# Materials provided start
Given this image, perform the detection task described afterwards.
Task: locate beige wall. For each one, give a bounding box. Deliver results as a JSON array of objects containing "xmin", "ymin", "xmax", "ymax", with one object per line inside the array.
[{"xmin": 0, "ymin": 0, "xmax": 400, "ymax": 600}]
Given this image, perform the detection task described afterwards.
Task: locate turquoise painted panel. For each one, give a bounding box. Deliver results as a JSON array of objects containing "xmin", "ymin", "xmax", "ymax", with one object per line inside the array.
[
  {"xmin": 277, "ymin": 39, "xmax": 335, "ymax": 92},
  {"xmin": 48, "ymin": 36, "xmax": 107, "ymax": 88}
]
# Materials provided end
### Aim of the task
Reproduce every line of the data above verbatim.

### Result for this exercise
Given this image, perform the detection task described afterwards.
Task: locate beige wall. For each one, give a bounding box. Deliver results as a JSON array of objects containing "xmin", "ymin", "xmax", "ymax", with one object per line inside the array.
[{"xmin": 0, "ymin": 0, "xmax": 400, "ymax": 600}]
Given this image, perform the detection task described afterwards.
Task: locate turquoise painted panel. For each one, give a bounding box. Deliver results as a JSON array of objects containing "xmin", "ymin", "xmax", "ymax", with one object per line inside the array.
[
  {"xmin": 277, "ymin": 39, "xmax": 335, "ymax": 92},
  {"xmin": 48, "ymin": 36, "xmax": 107, "ymax": 88}
]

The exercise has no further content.